* Data supplied *
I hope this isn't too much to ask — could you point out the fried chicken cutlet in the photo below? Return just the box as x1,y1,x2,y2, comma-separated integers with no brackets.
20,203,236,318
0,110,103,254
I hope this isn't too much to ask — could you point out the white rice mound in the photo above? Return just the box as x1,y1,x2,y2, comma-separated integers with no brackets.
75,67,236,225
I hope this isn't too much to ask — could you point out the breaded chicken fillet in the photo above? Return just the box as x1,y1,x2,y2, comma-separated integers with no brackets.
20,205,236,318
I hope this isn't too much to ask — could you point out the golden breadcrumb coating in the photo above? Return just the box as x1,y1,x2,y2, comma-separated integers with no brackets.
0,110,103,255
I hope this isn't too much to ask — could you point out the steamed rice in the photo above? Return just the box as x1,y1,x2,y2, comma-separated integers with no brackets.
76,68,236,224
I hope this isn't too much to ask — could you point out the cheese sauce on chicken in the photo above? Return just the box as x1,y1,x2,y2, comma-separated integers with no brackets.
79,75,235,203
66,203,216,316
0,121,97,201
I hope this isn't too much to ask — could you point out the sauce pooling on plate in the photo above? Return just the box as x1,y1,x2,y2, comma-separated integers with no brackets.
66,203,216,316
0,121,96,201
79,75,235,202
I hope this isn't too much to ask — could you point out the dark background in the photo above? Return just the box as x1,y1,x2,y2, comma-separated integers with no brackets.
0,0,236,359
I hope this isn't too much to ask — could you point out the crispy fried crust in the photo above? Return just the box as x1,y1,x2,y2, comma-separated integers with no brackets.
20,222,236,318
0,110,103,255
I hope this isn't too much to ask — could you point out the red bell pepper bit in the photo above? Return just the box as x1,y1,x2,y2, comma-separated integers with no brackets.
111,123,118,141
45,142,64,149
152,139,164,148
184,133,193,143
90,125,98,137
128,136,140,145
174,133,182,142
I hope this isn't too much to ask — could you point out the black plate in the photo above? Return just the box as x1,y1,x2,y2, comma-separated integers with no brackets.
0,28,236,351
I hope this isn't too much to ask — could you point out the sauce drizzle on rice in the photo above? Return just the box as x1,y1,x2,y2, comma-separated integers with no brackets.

* Exercise *
Rewrite the lines from the one containing "out the crispy" through the end of the records, inclusive, swapping "black plate" for "dark plate" and leaving everything else unchanged.

* Exercise output *
I hope this isn't too much to ask — could you point out the crispy fried crust in the photo above? Return just the box as x1,y1,x2,y2, comma-separated integers with no brackets.
20,222,236,318
0,110,103,255
I hope this isn't too much to ask — could you point out the red bell pepper bit in the photo above? Return just the box as x1,y1,x2,y2, comma-separated integers with no brackets.
111,123,118,141
45,142,64,149
152,139,164,148
184,133,193,143
90,125,98,137
128,136,140,145
174,133,182,142
I hope this isn't too much to ask — could you point out the dark plate in the photo above? Return just the box as x1,y1,x2,y2, comma-separated integers with no brackets.
0,28,236,351
I hope this isn't too much to ask — could you point out the sauce drizzle on rice in the photo above? Return just the box as x1,y1,x2,y2, comma-separated integers with no brackets.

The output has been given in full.